[START Recorded data]

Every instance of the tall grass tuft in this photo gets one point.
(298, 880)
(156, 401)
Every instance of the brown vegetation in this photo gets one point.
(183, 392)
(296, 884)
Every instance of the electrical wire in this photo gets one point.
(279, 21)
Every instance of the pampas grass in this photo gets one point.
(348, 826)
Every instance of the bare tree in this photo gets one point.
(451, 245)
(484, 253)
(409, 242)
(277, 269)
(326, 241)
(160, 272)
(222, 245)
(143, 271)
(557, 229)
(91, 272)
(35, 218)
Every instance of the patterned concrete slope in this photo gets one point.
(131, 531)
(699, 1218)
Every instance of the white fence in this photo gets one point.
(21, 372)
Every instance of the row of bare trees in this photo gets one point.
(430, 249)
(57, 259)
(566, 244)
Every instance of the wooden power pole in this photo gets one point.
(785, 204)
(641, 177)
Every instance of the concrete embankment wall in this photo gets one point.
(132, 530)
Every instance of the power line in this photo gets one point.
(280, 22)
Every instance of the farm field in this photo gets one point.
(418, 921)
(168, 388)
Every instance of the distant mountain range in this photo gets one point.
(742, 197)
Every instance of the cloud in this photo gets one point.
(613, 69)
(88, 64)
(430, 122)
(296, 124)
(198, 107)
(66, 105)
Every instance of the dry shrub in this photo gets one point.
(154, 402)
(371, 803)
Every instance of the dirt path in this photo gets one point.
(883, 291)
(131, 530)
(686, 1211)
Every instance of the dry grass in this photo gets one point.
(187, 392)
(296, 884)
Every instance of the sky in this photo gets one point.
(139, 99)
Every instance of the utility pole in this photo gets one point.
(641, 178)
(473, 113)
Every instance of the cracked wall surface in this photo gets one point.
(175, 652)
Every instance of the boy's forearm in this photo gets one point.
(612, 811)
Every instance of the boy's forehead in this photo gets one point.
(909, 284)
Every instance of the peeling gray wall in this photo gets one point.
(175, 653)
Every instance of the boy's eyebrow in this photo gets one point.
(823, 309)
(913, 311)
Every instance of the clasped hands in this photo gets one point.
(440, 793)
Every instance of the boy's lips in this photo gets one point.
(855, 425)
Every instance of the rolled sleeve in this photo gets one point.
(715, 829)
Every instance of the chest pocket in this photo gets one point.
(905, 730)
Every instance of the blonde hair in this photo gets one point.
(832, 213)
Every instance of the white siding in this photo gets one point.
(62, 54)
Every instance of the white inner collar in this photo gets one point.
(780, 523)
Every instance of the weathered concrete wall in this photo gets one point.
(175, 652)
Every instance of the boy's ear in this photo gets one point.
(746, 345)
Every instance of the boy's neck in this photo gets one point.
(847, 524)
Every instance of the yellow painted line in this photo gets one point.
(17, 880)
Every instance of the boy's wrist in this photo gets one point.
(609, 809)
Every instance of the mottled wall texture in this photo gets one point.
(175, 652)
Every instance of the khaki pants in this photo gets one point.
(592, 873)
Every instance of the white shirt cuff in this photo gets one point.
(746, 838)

[END Recorded data]

## Task prompt:
Return all of the data above verbatim, line for line and in the same order, with nothing added or left out.

## Answer for this exercise:
Every instance of the tall grass tuft in this photo gets one point.
(298, 880)
(156, 401)
Every instance of the brown vegetation in this photo gets one point.
(183, 392)
(296, 884)
Every instance of the electrical wire in this photo gets one point.
(279, 21)
Every instance of the pampas grass in this photo gets one point.
(348, 826)
Every instance of the bare tree in this photo gets one point.
(451, 245)
(484, 253)
(409, 242)
(277, 269)
(326, 241)
(160, 272)
(222, 245)
(143, 271)
(557, 229)
(91, 272)
(35, 218)
Every instance of the patterned concrete slope in this photo gets one point.
(131, 531)
(699, 1218)
Every instance of the white fence in this photo gets one point.
(21, 372)
Every instance of the row of bare trees in this photo gets one point.
(430, 249)
(57, 259)
(566, 244)
Every instance of the wooden power pole in this photo gets one point.
(785, 204)
(641, 177)
Every instance of the concrete embankment wall in this photo gets one point.
(132, 530)
Every instance of the power line in this photo gets one point.
(280, 22)
Every instance of the farm field in this photo gets one point.
(418, 921)
(168, 388)
Every instance of the distant mountain range in this photo gets one point.
(742, 197)
Every instance of the cloud in this photo gets one point.
(613, 69)
(88, 64)
(430, 122)
(296, 124)
(198, 107)
(66, 105)
Every instance of the dry shrub in this photo gets one point.
(154, 402)
(371, 803)
Every instance of the dirt path in this photo gets one point.
(883, 291)
(131, 530)
(686, 1211)
Every instance of the dry grass in this photo gets one point.
(187, 392)
(296, 884)
Every instance of the sky in this photo gets one point.
(139, 99)
Every instance of the utility pole in this photo gets one point.
(641, 178)
(473, 113)
Every instance of the cracked wall surface in this photo gets one point.
(175, 652)
Every instance of the boy's forearm in this photo gets one point.
(612, 811)
Every instance of the boy's forehead in this photo gets one point.
(909, 284)
Every instance of the peeling gray wall in this photo gets one point.
(175, 653)
Every instance of the boy's eyebrow in this photo gets one point.
(823, 309)
(913, 311)
Every instance of the clasped hands in this photo gets one point.
(440, 793)
Every instance of the boy's lips in this photo gets one point.
(855, 425)
Every instance of the rolled sleeve in this photo gets one point.
(715, 829)
Every instance of the chest pocket in this photo gets one point.
(905, 730)
Every instance of the blonde hair in this photo gets one point.
(832, 213)
Every instance of the white siding in this photo gets one point.
(62, 54)
Every instance of the white inner collar in this photo gets one point.
(780, 523)
Every instance of the weathered concrete wall in this photo gets one point.
(175, 652)
Every instance of the boy's ear in this photo gets one point.
(746, 345)
Every instance of the boy's neck in this photo gets one point.
(847, 524)
Every instance of the yellow painted line in this photo gets one point.
(17, 880)
Every instance of the boy's wrist in this photo gets one point.
(609, 809)
Every instance of the mottled wall texture in this photo gets one point.
(175, 652)
Every instance of the khaki pants in this photo gets one point.
(592, 873)
Every instance of the white shirt cuff in this photo gets one point.
(746, 838)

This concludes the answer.